PROBLEM
If the records below hold pictures, omit them, and print exactly the lines from the first line through the line containing "the grey long-sleeve shirt", inclusive.

[Excerpts from a dataset]
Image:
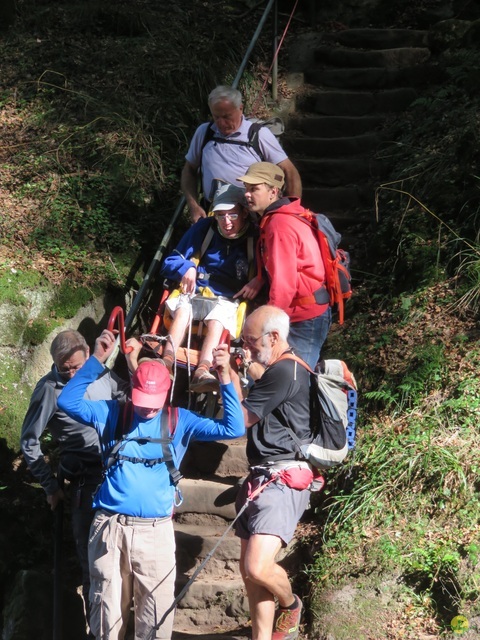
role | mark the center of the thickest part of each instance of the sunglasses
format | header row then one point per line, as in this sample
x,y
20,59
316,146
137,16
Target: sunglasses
x,y
222,216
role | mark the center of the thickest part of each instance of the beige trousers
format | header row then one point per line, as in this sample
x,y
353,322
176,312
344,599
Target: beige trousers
x,y
131,559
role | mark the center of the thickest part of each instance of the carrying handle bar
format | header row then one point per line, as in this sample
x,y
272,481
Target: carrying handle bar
x,y
118,313
225,337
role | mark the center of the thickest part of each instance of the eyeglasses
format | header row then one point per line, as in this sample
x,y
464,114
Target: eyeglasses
x,y
251,342
222,216
74,369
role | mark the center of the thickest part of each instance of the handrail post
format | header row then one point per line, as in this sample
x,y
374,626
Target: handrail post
x,y
253,42
275,57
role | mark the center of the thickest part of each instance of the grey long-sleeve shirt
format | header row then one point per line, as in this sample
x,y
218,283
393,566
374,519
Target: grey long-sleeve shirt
x,y
71,436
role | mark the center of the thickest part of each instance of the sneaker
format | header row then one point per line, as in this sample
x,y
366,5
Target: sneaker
x,y
287,622
203,382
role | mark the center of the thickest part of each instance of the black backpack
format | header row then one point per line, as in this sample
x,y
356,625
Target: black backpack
x,y
168,424
275,125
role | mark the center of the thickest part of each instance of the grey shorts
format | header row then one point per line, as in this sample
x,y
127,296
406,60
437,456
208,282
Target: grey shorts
x,y
275,511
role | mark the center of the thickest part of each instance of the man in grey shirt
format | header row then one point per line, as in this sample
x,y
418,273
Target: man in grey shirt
x,y
222,148
80,454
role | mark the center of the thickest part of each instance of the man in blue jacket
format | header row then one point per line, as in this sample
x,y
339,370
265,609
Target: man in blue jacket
x,y
80,455
132,547
215,258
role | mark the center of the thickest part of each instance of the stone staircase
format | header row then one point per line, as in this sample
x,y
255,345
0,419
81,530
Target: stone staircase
x,y
350,85
216,601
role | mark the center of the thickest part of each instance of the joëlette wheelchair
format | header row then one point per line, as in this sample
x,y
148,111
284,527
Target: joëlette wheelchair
x,y
186,354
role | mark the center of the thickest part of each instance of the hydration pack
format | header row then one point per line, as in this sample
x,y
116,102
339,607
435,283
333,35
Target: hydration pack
x,y
333,413
275,125
168,423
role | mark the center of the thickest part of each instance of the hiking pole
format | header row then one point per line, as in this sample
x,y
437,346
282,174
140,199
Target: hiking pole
x,y
154,265
209,555
253,42
58,567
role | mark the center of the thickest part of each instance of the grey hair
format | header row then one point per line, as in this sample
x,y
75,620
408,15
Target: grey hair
x,y
66,343
222,92
277,320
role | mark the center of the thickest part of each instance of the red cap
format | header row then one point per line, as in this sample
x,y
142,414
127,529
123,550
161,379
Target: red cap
x,y
151,383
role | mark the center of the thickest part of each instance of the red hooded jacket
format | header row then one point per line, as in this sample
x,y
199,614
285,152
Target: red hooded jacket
x,y
290,253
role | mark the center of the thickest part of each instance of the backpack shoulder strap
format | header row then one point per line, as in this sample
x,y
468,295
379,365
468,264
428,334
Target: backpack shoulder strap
x,y
209,134
168,424
254,139
207,240
292,356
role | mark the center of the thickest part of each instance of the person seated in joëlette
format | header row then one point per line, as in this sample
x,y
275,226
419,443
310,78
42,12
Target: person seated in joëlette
x,y
215,258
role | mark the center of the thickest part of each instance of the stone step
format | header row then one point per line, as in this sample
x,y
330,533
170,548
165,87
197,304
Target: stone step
x,y
223,458
208,496
301,145
333,126
375,78
356,103
336,172
378,38
341,203
197,541
385,58
209,590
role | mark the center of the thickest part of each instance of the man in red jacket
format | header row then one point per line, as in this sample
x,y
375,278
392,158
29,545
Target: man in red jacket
x,y
290,253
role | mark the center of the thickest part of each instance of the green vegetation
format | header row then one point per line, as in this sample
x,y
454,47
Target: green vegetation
x,y
407,504
89,171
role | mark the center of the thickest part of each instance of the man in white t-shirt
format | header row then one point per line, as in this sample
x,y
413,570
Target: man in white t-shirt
x,y
222,149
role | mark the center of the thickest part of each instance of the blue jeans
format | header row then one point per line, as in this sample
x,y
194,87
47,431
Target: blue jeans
x,y
307,337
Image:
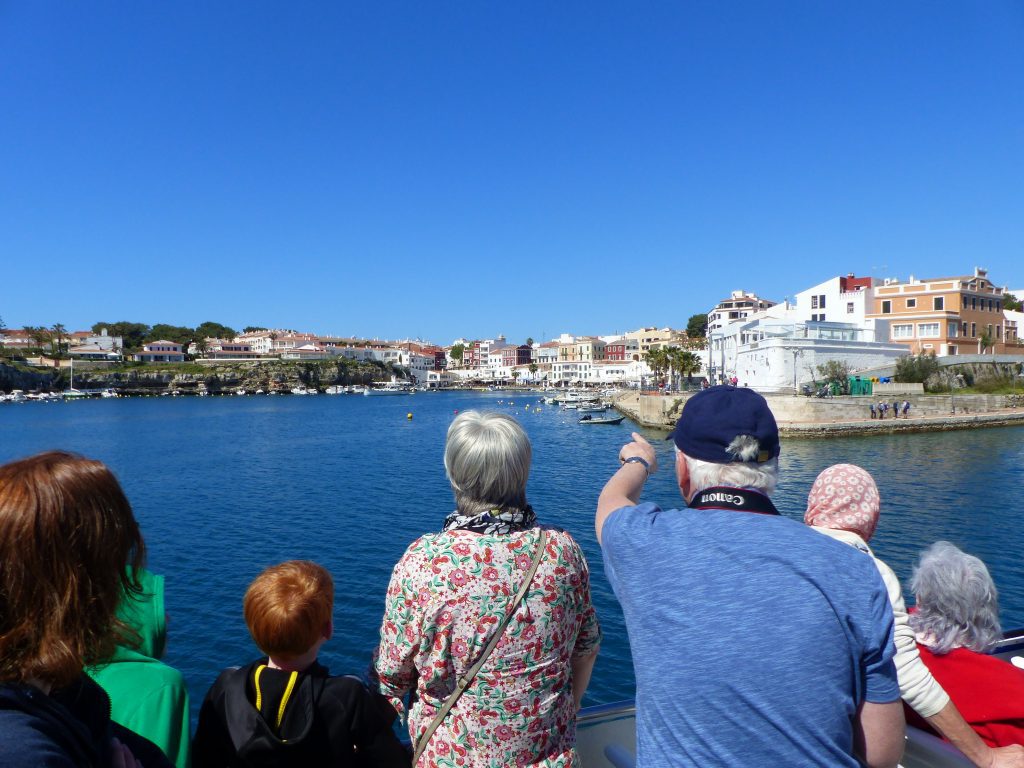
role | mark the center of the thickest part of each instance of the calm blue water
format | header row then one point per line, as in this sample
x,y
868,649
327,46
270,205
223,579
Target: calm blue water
x,y
224,486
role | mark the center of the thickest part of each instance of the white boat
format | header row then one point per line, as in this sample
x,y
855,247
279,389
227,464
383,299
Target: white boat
x,y
606,734
389,387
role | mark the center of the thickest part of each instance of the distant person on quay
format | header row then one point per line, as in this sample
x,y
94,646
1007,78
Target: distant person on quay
x,y
755,640
956,624
69,549
496,605
844,504
286,709
146,695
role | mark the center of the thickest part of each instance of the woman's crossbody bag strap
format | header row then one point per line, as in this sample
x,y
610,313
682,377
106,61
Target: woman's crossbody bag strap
x,y
466,679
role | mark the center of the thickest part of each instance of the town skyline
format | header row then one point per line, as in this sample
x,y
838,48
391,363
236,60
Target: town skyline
x,y
402,170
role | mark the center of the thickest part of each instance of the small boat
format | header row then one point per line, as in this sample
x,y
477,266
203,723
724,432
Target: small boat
x,y
389,387
588,419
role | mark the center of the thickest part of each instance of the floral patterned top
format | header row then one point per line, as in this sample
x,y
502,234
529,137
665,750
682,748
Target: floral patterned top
x,y
446,595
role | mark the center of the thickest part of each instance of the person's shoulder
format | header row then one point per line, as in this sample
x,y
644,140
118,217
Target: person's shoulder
x,y
30,733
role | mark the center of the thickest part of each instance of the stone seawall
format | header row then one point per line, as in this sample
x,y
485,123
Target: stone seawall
x,y
809,417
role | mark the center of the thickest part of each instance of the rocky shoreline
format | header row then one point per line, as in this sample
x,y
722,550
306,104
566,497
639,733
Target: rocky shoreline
x,y
199,379
840,417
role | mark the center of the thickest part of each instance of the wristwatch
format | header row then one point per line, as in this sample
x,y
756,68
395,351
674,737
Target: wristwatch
x,y
639,460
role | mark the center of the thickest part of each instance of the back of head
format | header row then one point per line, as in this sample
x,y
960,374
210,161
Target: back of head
x,y
67,539
288,608
729,437
957,603
844,497
144,614
486,457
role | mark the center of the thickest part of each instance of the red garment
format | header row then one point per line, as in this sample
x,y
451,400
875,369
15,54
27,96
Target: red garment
x,y
988,692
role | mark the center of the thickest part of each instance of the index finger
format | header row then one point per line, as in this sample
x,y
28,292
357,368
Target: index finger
x,y
637,437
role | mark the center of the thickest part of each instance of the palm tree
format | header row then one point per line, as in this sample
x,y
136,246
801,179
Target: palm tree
x,y
984,341
687,364
657,361
57,339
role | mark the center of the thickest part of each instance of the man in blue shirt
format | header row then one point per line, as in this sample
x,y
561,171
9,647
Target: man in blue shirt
x,y
755,640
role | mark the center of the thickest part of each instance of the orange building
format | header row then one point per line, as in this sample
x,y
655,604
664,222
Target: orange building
x,y
946,315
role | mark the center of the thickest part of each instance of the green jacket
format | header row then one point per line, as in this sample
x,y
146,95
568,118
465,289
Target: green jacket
x,y
146,695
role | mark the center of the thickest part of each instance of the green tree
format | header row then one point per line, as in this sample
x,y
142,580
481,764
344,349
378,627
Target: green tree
x,y
696,326
657,361
210,330
39,335
164,332
836,372
915,369
132,334
984,341
59,333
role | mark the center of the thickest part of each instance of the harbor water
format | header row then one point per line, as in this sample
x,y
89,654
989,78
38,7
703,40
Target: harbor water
x,y
224,486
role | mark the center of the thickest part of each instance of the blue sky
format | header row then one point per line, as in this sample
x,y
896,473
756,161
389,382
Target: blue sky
x,y
474,168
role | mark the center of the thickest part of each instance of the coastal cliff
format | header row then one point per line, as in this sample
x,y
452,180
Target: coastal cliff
x,y
15,376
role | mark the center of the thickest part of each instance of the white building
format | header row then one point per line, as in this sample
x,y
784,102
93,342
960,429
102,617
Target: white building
x,y
842,299
778,354
738,306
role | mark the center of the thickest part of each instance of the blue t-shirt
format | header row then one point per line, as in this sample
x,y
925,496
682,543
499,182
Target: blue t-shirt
x,y
754,638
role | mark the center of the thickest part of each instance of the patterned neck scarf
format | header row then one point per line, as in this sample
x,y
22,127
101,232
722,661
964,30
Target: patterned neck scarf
x,y
500,521
844,497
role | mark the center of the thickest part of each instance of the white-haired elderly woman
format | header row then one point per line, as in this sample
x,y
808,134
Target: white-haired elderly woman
x,y
452,590
956,624
844,503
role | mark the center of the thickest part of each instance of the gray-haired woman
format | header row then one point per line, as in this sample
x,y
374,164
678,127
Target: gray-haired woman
x,y
450,596
956,623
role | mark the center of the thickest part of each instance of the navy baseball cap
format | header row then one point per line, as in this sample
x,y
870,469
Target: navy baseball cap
x,y
714,418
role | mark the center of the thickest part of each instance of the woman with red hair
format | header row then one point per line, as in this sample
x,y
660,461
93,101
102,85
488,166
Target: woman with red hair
x,y
67,539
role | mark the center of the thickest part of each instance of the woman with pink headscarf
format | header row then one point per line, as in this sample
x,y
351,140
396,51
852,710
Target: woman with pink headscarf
x,y
844,504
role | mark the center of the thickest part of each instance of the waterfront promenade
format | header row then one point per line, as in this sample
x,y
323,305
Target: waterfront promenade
x,y
829,417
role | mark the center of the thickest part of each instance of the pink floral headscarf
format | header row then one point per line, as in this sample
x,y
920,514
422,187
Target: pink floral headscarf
x,y
844,497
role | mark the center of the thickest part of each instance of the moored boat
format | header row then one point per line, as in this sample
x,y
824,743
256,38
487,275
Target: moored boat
x,y
588,419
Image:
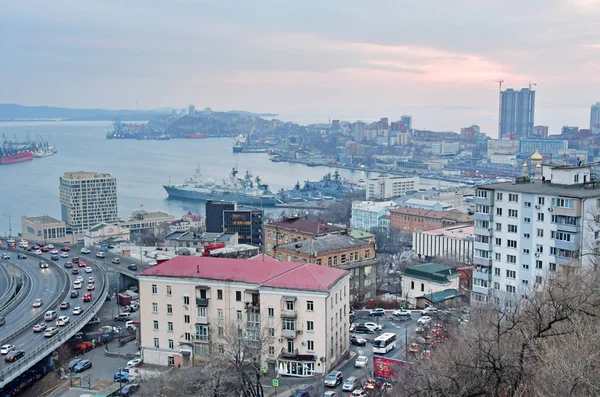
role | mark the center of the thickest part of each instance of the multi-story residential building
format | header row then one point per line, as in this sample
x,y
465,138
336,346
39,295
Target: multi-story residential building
x,y
453,243
409,220
333,250
528,229
294,229
386,187
87,199
190,307
367,215
248,224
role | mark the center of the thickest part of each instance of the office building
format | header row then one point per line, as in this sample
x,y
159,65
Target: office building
x,y
517,110
87,199
527,230
386,187
214,214
195,308
248,224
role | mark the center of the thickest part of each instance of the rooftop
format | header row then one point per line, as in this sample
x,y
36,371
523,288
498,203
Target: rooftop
x,y
302,225
327,243
433,272
258,270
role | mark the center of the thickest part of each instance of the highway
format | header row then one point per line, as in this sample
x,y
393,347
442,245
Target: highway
x,y
48,284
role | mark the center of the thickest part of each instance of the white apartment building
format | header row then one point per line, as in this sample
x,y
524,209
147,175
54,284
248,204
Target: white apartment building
x,y
87,199
367,215
386,187
453,243
188,304
528,229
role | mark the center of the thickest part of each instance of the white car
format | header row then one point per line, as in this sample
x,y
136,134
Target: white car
x,y
134,363
373,326
361,362
5,349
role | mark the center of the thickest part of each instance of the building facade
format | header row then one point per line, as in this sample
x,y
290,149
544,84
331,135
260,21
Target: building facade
x,y
527,230
198,309
386,187
454,243
87,199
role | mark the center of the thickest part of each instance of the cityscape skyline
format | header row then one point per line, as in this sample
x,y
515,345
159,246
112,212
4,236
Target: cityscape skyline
x,y
305,63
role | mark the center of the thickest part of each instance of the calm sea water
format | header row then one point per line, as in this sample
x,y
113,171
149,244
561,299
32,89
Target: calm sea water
x,y
141,168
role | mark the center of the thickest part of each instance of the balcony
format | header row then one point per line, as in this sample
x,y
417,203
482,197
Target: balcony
x,y
202,302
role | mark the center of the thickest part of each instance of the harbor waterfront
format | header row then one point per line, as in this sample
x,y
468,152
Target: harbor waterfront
x,y
141,168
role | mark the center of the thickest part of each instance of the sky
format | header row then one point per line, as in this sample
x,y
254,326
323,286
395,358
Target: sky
x,y
308,61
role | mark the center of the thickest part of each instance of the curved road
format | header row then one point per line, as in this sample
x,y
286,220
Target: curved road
x,y
45,285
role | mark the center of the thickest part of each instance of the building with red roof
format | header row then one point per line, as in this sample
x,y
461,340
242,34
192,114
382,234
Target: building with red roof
x,y
188,304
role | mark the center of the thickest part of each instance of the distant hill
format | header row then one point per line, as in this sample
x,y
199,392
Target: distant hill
x,y
13,111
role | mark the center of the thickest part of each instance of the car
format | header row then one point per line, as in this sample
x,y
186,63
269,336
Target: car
x,y
121,376
82,366
376,312
39,327
129,389
333,379
428,310
373,326
357,340
73,363
361,362
50,315
14,356
5,349
350,384
49,332
134,362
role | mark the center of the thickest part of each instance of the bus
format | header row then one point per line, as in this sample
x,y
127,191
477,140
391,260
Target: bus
x,y
384,343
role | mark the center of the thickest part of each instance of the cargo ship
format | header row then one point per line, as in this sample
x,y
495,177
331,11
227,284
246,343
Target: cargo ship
x,y
244,191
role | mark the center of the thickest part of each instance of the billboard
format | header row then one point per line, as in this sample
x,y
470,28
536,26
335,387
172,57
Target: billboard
x,y
388,368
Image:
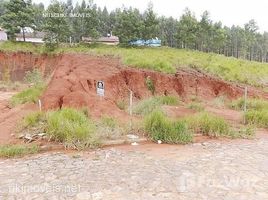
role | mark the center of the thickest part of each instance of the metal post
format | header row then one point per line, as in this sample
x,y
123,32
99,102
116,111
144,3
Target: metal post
x,y
40,105
130,107
130,102
245,103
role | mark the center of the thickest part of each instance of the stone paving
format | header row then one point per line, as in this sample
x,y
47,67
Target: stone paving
x,y
230,170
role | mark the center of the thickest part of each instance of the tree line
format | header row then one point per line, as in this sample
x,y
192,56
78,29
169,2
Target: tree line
x,y
64,20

RESPONSE BELOW
Image:
role | mark the center of the thickest part of each instance of the sunglasses
format | header row then one point per line, as in this sample
x,y
20,59
316,146
137,16
Target: sunglasses
x,y
222,216
role | mark the center of the thickest part of each instance of the beige trousers
format | header row then one point per line, as in this sample
x,y
353,322
176,312
344,599
Target: beige trousers
x,y
131,559
role | mark the center of the thickest part of each instance of the carrying handle bar
format | header row then one point per line, as in this sample
x,y
272,481
Target: carrying handle bar
x,y
118,313
225,337
role | mark the center of the thickest part of each instance of the eyeglasses
format | header row then one point per line, as in this sample
x,y
464,114
Target: eyeglasses
x,y
251,342
222,216
74,369
role | mark the center of the thickest part of each instance of the handrail post
format | header row then one point per line, as in this sample
x,y
374,626
Target: handrail post
x,y
253,42
275,57
role | mark the center of the thickest part of each instance of the grey long-sleeve shirt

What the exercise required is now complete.